- Objective:
Could you repeat, word for word, every line from the one containing "Pick out each instance of the gold chain" through the final line of the records below, and nothing else?

- Rows:
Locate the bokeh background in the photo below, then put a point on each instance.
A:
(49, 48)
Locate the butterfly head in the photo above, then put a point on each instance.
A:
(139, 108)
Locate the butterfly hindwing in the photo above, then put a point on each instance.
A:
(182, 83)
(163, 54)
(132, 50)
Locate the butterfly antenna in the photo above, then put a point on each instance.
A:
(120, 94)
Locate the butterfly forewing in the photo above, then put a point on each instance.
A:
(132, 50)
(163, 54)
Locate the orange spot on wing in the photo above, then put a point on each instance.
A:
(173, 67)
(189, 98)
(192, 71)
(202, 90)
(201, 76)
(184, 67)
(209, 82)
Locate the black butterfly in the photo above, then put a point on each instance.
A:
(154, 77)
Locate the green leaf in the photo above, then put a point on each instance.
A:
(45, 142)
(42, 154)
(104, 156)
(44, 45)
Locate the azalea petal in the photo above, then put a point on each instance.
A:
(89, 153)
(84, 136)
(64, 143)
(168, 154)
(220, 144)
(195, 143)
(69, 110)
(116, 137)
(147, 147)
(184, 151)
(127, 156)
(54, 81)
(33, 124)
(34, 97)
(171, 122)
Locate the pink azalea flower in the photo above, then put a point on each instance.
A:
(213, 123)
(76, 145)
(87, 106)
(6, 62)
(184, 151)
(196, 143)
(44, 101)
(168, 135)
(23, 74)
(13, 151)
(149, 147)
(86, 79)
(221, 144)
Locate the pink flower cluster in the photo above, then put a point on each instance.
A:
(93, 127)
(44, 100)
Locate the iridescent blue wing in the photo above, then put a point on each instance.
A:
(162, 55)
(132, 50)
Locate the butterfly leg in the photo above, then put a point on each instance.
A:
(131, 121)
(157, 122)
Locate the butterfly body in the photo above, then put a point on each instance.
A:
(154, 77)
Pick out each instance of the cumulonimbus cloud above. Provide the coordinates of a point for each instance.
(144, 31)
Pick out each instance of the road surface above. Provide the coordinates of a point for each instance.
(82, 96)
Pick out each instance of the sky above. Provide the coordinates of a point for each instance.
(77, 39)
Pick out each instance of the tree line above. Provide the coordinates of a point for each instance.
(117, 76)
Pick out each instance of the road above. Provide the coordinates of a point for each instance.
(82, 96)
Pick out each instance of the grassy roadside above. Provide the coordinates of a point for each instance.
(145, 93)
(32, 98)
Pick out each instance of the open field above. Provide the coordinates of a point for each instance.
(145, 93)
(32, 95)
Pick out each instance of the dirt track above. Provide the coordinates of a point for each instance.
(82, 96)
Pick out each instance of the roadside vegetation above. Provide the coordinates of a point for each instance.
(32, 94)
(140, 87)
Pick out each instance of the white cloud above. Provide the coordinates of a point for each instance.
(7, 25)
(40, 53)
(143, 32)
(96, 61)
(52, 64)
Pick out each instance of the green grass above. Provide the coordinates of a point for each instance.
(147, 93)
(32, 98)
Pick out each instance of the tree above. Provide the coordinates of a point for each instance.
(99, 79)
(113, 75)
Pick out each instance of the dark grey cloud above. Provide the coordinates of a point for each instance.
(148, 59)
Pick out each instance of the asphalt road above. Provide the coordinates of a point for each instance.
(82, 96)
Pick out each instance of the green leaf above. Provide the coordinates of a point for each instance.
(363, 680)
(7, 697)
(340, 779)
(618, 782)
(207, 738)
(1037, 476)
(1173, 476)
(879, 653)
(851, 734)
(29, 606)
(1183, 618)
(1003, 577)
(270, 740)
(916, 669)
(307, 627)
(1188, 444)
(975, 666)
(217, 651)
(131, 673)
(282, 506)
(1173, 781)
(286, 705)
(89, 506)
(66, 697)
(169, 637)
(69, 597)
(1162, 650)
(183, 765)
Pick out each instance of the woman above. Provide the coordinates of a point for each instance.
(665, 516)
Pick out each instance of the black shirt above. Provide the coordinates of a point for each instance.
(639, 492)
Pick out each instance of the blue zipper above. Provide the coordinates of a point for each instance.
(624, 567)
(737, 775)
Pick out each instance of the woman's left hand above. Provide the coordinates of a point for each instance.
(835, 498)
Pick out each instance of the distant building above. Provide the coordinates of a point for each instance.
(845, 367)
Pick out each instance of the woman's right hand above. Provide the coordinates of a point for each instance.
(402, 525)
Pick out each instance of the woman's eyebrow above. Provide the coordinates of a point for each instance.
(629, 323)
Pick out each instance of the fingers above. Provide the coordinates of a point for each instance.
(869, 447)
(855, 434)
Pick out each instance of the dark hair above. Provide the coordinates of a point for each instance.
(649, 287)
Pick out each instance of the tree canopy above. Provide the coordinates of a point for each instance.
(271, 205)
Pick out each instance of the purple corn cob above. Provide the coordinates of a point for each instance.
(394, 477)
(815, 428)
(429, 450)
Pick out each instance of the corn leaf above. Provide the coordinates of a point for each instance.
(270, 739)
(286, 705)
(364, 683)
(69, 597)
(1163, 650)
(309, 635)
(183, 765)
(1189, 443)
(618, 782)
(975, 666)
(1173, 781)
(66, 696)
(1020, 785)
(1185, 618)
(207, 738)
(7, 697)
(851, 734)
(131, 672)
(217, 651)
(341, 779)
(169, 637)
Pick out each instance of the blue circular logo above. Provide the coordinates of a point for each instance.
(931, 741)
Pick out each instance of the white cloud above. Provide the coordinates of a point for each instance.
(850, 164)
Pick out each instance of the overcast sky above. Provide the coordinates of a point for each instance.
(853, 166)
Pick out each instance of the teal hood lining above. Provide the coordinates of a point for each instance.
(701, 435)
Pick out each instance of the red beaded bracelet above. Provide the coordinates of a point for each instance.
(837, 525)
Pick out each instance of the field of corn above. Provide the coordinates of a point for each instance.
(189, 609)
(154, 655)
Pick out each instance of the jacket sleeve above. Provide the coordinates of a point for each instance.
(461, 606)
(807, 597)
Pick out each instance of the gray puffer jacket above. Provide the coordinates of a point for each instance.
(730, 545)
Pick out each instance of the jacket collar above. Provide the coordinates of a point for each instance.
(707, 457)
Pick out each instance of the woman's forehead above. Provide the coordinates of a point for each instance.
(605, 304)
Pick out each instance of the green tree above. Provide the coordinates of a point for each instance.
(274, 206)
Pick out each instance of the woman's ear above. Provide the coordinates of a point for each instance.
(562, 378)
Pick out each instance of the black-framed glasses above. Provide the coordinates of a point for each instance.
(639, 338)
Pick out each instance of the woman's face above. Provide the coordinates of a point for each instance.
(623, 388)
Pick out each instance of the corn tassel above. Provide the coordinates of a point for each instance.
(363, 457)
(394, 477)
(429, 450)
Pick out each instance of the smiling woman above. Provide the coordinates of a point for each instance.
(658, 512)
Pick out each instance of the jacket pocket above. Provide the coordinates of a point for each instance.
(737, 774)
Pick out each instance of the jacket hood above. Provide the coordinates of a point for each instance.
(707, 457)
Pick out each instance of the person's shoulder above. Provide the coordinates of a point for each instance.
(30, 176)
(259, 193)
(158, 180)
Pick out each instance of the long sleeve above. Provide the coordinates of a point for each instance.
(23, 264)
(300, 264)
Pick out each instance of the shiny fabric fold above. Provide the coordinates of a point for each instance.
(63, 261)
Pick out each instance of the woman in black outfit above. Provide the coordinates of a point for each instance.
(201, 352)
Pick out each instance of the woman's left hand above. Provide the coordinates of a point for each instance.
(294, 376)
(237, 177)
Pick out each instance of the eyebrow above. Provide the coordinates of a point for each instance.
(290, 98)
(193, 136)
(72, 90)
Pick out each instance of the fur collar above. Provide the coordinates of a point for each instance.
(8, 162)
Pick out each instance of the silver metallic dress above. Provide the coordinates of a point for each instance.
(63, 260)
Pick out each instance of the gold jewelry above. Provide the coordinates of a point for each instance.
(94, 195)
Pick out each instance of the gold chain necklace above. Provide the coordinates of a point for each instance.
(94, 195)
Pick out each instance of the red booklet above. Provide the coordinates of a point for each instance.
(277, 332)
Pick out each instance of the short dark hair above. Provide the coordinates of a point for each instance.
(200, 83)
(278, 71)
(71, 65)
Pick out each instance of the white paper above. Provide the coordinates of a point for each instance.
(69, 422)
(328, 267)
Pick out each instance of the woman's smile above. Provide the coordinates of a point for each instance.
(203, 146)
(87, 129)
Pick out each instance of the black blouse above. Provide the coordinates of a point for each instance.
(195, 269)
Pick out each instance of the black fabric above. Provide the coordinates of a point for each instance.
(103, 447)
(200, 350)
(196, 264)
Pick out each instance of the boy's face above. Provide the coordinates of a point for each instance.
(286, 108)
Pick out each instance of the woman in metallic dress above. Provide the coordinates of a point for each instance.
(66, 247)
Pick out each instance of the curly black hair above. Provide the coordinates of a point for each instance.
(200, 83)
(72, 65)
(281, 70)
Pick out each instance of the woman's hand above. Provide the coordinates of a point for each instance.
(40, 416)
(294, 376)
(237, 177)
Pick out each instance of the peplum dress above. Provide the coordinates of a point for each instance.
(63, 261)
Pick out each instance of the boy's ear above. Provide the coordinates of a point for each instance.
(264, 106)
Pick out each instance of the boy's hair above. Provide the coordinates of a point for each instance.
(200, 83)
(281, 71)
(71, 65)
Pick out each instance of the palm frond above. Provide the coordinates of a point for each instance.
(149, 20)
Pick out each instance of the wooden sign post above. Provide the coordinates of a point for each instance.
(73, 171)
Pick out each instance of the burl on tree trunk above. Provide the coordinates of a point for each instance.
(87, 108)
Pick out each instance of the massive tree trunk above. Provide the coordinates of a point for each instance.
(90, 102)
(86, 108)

- Output of the exercise:
Pick out each instance of the gold chain necklace above. Provide the coordinates of a point for each instance.
(94, 195)
Pick out each instance of the red booklet above. Provide the coordinates of a point for each instance.
(277, 332)
Pick out each instance of the short dark hair above. Provide the coordinates of a point for each instance.
(200, 83)
(278, 71)
(71, 65)
Pick out each instance of the white paper above. Provide the coordinates of a point for each instance.
(69, 422)
(328, 267)
Pick out each instance of the woman's smile above. Provide the coordinates of a point for each instance.
(203, 146)
(87, 129)
Pick out each instance of the black blouse above. Provide the coordinates of a point for each instance.
(195, 269)
Pick out each instance of the black fabric above. Provide the coordinates of a point for each instance.
(103, 447)
(200, 350)
(196, 264)
Pick out each instance of the boy's face above. Provide the coordinates of a point for each instance.
(286, 108)
Pick out each instance of the woman in metallic dress above. Provide the coordinates of a point for each instance.
(66, 247)
Pick out each instance of the curly black hair above. Provide the coordinates of a point for each instance.
(200, 83)
(72, 65)
(281, 70)
Pick out each instance of the woman's hand above. Provide the coordinates of a point for each instance.
(40, 416)
(294, 376)
(237, 177)
Pick out each instance of the peplum dress above. Provide the coordinates of a point for each instance.
(63, 261)
Pick out each instance of the boy's ear above. Provide the coordinates of a point for each instance.
(264, 106)
Pick out each instance of the boy's hair above. Provide the coordinates of a point for each instance.
(200, 83)
(281, 71)
(71, 65)
Pick out each instance of the palm frond above. Provide the coordinates of a point for each instance.
(149, 20)
Pick out each instance of the wooden sign post above. Provide the coordinates of a point for each instance.
(73, 171)
Pick out each instance of the burl on tree trunk above. Provide the coordinates of a point for each instance.
(87, 108)
Pick out each instance of the massive tree trunk above. Provide the coordinates of a point for each instance.
(90, 102)
(86, 108)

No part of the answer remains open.